- What you need to do
Please rewrite the law firm billing rates text below from "The average hourly" down to "after the jump.", changing "sample" to "cross-section".
------ Text to read
Law Firm Billing Rates

We’ve been extensively chronicling salary cuts for associates. One consistent firm rationale for cutting salaries is that firm clients are no longer willing to pay for junior associates. The consistent counter-argument is that clients don’t care what associates get paid, clients care about what clients are charged.
Unfortunately, there has been precious little information about what law firms are doing to reduce their billing rates. It seems that firms want to get the information out that they are cutting the salaries of their attorneys, but do not wish to discuss what they are charging their clients.
Today, Incisive Legal Intelligence released its 2009 Billing Rates and Practices Survey Report. Unfortunately, you have to pay for it. But here is the top-line summary from the press release:

The average hourly billing rate reported was $284. Nationally, plaintiffs’ contingency litigation is the practice area with the highest average hourly billing rate ($413), followed by labor/employment ($302), general law ($295) and real estate/land use ($294). The billing rate survey data represents a sample of more than 14,000 lawyers throughout the 50 United States, drawn from responses from 255 law firms.

More notes from the report, after the jump.
------------
------ Listing
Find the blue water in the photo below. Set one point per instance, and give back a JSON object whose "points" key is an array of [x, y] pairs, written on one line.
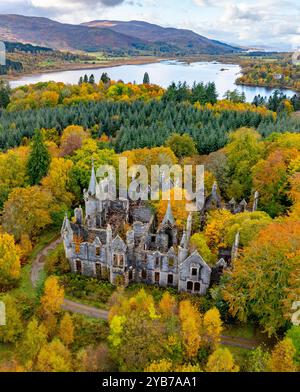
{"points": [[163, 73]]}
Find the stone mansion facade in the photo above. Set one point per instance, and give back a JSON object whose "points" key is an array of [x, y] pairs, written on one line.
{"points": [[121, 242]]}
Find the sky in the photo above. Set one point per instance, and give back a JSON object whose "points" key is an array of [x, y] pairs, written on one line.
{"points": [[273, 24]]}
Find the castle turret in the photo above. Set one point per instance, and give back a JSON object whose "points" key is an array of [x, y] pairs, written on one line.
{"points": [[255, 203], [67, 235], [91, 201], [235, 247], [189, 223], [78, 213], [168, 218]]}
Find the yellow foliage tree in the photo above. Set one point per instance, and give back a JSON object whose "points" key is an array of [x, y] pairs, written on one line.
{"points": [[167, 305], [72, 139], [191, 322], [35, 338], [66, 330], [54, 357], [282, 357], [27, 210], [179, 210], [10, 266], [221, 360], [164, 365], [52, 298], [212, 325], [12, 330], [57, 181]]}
------------
------ Listing
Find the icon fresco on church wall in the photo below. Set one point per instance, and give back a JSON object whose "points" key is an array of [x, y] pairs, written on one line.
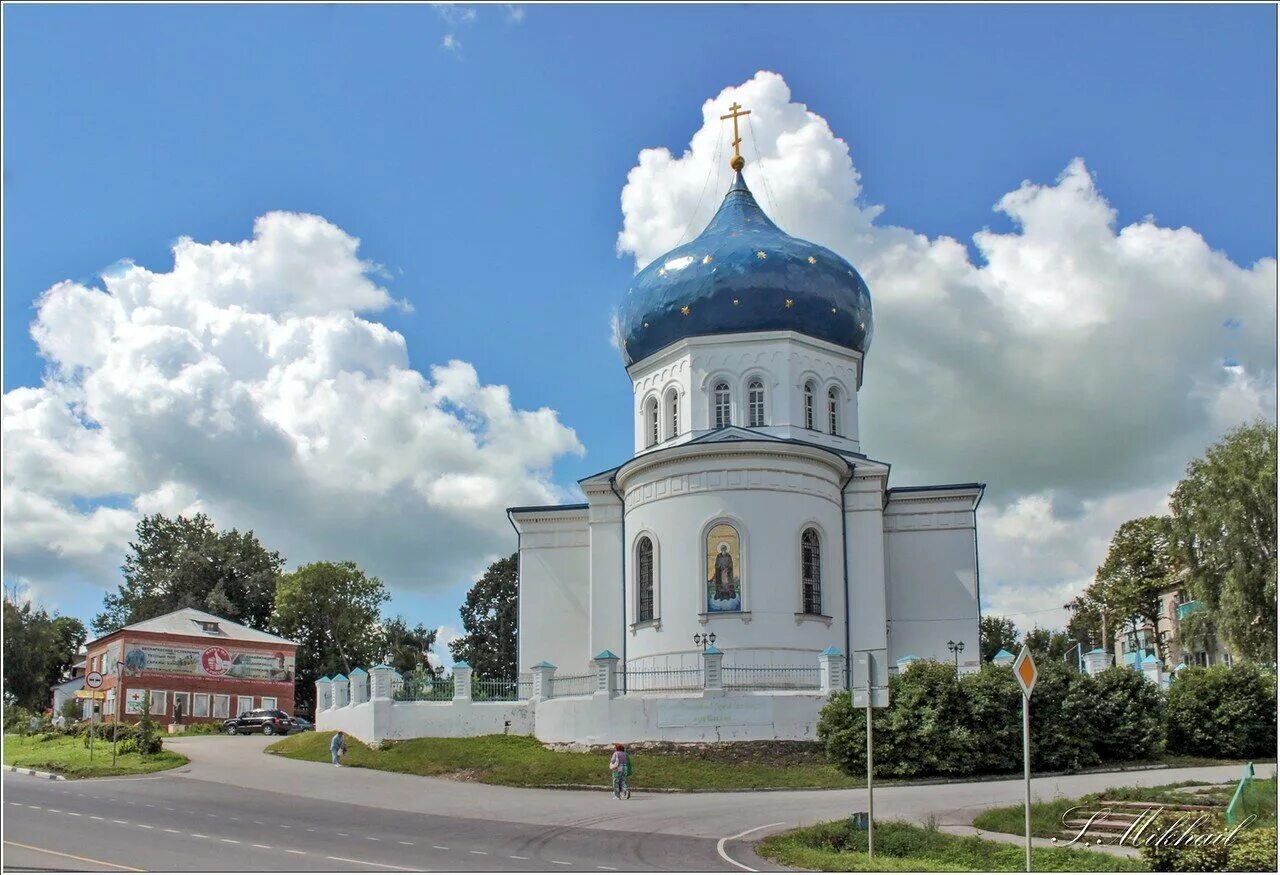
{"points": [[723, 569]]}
------------
------ Listing
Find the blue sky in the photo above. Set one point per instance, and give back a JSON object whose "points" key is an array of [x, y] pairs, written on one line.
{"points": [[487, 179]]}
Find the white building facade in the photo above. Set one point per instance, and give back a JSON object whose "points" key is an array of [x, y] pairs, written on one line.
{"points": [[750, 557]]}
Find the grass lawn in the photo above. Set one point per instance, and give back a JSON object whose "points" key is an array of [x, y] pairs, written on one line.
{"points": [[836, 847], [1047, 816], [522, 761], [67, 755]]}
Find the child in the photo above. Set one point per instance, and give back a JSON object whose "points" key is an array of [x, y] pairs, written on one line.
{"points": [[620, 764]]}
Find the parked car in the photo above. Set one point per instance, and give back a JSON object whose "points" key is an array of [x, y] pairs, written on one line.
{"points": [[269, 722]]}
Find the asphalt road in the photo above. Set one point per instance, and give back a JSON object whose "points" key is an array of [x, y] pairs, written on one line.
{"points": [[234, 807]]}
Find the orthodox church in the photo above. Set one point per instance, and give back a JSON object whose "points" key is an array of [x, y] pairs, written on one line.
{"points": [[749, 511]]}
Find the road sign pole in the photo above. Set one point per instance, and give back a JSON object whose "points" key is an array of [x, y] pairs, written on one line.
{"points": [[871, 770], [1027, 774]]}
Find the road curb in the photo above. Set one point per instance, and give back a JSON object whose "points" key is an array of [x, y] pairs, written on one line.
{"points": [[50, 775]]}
------------
- Written solution
The average hourly billing rate reported was $284. Nationally, plaintiffs’ contingency litigation is the practice area with the highest average hourly billing rate ($413), followed by labor/employment ($302), general law ($295) and real estate/land use ($294). The billing rate survey data represents a cross-section of more than 14,000 lawyers throughout the 50 United States, drawn from responses from 255 law firms.

More notes from the report, after the jump.